CTS logo
hazy blue Catskill Mountains in distance

A Thought…

I answer the landline phone with “Billy Bob’s Roadkill Cafe! If we can get it off your fender, we can grill it good and tender.”

   — Kim Roberts, Calvin and Hobbes comic letters

Another approach to compiler design

Posted on 2024-Jul-03 at 17:54:00 by Phil

A lot has changed since people first started writing compilers for high-level languages (anythng above Assembly Language). Still, compiler design appears to be bogged down in Ancient Times (1950s and 1960s). Back then, even the biggest computers were severely constrained by the amount of memory available, and processing speed. Language designers and compiler authors worried a great deal about minimizing memory use, and processing speed, things not as critical today. That’s not to say that these things can be completely ignored; it’s just possible that these can now be less of a constraint on the design of a language and the compiler to process it.

lex and yacc are the more-or-less original implementaion of the traditional style of compiler writing. They have been largely superseded by improved implementations, flex and bison, although these two are basically the same architecture as before. A more recent implementation of a compiler-writer is ANTLR, which simplifies control structure definition by using recursive-descent, but still defines expression processing in the traditional lex/yacc manner (even though the definition files for the two are merged into one file).

The new idea is that, freed from the shackles of having to be tiny in size and fast above all else, how could designing a compiler for a given language be made much, much, easier? Current systems really get bogged down in the minutae of lexical and syntactical definition, exhausting the author before they can even begin to think about novel language features, or even how to advance beyond the syntax stage, to optimize and generate code. We may be able to explore new methodologies (and even language features) that before, have been dismissed as taking too many resources (too big, or too slow).

Traditional compiler design theory covers three areas: lexical scan (tokenization), syntactical parsing, and semantic analysis. Optimization and code generation (usually to assembly language), if not left as an exercise for the reader, are at the back end. These are often implemented as completely separate passes or phases of a compiler, with little or no feedback to an earlier phase (e.g., semantic analysis to direct and refine syntactical analysis). That is, each phase is usually completely stand-alone, with static blocks of data passed in-core or via files. There are languages, such as C++, where several different constructs can be lexically the same requiring sophisticated patching to arrive at different syntactical meaning. It is highly desirable to be able to modify processing in earlier phases based on what is determined in later phases, something which the traditional design makes quite difficult.

(Stored items from a collection)
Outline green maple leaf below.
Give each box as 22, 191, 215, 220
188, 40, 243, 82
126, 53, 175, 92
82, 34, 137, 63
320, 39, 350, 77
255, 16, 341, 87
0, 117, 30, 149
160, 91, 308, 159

:: ACTIONS TO TAKE ::
1. Quote the compiler design post word for word, everything from "Posted on 2024-Jul-03" down to "to process it.".
2. Using the compiler design post, answer yes or no to each statement below, and support each answer with the deciding words from the post, quoted exactly.
(a) ANTLR defines control structures by means of recursive-descent.
(b) flex and bison are built on an architecture quite different from that of lex and yacc.
(c) In traditional compiler design, each phase is usually stand-alone.
3. Answer these questions from the compiler design post.
(a) Which decades does the post call Ancient Times?
(b) What three areas does traditional compiler design theory cover?
(c) Which language is named as having several constructs that can be lexically the same?

:: SOLUTIONS TO THE TASKS ::
1.
Posted on 2024-Jul-03 at 17:54:00 by Phil

A lot has changed since people first started writing compilers for high-level languages (anythng above Assembly Language). Still, compiler design appears to be bogged down in Ancient Times (1950s and 1960s). Back then, even the biggest computers were severely constrained by the amount of memory available, and processing speed. Language designers and compiler authors worried a great deal about minimizing memory use, and processing speed, things not as critical today. That’s not to say that these things can be completely ignored; it’s just possible that these can now be less of a constraint on the design of a language and the compiler to process it.

2.
(a) Yes: "which simplifies control structure definition by using recursive-descent"
(b) No: "these two are basically the same architecture as before"
(c) Yes: "each phase is usually completely stand-alone"

3.
(a) The 1950s and 1960s.
(b) Lexical scan (tokenization), syntactical parsing, and semantic analysis.
(c) C++.